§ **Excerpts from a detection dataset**
---

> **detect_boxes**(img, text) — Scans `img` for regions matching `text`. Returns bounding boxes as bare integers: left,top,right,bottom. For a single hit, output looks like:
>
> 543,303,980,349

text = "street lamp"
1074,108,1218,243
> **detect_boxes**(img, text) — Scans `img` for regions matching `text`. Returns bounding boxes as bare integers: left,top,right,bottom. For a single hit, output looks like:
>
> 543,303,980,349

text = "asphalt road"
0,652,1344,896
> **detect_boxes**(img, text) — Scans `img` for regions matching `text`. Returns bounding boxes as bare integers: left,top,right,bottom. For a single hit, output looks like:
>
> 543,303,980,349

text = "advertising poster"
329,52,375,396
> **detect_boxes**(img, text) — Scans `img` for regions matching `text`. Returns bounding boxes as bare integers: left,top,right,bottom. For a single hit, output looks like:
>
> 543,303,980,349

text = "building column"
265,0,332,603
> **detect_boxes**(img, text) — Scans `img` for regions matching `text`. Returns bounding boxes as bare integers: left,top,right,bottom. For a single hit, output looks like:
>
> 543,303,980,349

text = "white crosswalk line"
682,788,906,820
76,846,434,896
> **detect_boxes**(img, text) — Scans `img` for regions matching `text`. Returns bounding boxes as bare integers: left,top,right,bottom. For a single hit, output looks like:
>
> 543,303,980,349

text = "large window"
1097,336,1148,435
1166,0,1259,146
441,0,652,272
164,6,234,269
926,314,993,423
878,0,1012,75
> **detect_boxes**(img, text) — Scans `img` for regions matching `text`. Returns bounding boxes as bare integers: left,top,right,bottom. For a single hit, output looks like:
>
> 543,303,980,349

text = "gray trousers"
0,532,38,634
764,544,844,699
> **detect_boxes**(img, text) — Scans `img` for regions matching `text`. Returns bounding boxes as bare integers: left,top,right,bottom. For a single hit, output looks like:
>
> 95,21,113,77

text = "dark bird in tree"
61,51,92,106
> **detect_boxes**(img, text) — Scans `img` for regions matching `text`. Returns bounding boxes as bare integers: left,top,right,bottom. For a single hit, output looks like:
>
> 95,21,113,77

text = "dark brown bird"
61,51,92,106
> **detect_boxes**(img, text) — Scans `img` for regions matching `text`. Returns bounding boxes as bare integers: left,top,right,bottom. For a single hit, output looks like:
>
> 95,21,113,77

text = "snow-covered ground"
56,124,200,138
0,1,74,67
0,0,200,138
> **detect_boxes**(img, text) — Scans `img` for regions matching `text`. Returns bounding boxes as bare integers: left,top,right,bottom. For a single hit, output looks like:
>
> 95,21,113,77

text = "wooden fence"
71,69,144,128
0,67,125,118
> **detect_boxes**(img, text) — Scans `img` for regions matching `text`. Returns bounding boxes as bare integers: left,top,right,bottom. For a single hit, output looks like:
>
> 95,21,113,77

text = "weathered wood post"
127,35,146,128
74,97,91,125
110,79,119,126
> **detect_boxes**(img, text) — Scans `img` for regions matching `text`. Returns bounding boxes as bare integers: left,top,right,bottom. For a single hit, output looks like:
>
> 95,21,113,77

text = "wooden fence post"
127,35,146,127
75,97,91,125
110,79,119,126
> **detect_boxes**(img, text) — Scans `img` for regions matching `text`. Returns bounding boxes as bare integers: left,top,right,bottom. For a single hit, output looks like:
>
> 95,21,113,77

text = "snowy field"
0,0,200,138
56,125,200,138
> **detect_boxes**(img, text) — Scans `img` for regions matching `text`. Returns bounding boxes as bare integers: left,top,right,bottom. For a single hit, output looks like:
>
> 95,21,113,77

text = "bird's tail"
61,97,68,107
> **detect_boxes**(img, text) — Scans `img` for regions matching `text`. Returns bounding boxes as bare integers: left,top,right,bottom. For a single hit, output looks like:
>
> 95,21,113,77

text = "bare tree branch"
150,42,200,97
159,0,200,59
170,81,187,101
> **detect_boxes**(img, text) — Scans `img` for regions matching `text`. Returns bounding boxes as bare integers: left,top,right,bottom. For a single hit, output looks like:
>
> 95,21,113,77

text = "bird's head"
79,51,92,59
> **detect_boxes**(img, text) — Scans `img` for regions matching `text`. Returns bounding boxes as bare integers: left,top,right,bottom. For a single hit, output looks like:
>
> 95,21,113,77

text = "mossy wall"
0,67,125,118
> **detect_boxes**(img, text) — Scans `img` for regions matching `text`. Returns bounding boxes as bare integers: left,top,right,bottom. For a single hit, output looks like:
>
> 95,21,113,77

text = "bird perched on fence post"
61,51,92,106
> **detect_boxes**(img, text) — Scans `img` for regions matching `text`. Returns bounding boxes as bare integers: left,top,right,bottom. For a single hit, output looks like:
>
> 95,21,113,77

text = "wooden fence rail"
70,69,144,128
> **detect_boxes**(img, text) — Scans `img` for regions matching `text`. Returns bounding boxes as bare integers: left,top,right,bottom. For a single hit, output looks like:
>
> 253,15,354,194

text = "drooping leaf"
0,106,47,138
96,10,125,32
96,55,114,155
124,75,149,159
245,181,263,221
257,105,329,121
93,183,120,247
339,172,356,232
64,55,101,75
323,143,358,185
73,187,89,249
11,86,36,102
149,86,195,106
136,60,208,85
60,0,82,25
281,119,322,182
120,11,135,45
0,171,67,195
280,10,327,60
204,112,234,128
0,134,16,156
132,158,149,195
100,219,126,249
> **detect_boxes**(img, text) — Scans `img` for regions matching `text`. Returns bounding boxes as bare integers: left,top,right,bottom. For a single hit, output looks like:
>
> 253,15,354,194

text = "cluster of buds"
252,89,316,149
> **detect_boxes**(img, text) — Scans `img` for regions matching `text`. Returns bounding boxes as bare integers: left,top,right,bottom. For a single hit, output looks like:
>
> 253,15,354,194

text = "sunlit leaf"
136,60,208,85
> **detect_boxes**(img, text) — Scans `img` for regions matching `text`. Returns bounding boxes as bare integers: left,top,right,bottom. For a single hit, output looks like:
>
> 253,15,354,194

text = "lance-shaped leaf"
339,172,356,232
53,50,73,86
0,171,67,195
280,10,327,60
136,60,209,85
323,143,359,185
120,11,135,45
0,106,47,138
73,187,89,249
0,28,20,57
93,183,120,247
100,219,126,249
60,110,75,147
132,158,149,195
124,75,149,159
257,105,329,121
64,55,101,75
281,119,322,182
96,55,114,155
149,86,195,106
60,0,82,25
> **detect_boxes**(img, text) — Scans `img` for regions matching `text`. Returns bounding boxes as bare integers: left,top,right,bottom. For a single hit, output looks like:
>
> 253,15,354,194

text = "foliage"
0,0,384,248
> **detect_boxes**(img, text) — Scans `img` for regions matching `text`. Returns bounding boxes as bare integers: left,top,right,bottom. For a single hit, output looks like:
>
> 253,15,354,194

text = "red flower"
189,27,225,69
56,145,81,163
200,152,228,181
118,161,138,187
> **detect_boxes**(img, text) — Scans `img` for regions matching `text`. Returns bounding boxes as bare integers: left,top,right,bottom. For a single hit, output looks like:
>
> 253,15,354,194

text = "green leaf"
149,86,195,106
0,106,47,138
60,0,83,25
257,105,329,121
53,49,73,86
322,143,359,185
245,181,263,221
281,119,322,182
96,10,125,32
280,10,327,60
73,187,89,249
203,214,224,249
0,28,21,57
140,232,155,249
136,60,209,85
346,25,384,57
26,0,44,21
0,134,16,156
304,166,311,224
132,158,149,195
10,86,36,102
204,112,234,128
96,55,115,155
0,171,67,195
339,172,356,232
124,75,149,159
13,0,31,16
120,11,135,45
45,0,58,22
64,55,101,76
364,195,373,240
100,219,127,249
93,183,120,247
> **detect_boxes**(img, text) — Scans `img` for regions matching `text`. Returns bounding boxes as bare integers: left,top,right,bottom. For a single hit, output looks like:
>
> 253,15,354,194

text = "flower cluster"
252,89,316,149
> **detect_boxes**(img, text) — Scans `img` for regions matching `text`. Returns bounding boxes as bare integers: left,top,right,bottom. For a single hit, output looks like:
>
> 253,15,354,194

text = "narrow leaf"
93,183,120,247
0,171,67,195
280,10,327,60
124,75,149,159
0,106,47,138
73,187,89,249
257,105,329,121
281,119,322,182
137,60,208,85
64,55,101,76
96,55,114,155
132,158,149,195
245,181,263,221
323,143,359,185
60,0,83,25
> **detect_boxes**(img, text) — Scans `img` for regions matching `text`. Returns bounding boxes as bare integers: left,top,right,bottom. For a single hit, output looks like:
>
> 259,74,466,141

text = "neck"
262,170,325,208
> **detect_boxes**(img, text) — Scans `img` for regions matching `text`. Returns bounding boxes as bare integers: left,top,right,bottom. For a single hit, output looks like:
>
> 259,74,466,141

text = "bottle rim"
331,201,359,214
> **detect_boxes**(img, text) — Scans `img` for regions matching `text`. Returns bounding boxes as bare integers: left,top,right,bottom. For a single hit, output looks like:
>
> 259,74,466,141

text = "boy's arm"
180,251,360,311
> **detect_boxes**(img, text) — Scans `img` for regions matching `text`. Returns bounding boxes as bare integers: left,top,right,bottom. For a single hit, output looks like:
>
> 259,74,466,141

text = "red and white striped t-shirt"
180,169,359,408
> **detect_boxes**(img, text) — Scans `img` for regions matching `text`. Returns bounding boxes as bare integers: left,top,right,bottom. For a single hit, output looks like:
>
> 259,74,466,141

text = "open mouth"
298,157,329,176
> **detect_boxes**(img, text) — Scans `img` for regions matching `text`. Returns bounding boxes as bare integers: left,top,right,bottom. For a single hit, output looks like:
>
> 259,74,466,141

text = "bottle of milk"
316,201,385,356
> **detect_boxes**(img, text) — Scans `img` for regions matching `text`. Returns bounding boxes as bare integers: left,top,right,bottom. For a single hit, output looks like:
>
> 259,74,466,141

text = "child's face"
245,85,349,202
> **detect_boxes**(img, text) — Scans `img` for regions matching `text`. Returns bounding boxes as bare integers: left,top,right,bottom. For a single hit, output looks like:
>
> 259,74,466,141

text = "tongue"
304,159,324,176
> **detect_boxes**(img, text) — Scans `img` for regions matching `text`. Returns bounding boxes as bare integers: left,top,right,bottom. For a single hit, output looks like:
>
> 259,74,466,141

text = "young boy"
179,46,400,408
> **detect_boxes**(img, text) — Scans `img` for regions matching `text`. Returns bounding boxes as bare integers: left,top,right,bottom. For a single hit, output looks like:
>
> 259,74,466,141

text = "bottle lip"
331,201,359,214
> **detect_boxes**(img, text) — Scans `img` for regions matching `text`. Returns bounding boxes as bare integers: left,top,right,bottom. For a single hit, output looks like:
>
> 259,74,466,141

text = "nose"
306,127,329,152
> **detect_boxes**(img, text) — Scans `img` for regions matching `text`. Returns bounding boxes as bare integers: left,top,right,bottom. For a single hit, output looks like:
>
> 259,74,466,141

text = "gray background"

---

§ **Instructions for the task**
Count how many lines of the data above contain the string "white", treating uppercase and lowercase as different. Reply with the number alone.

§ **Full output**
2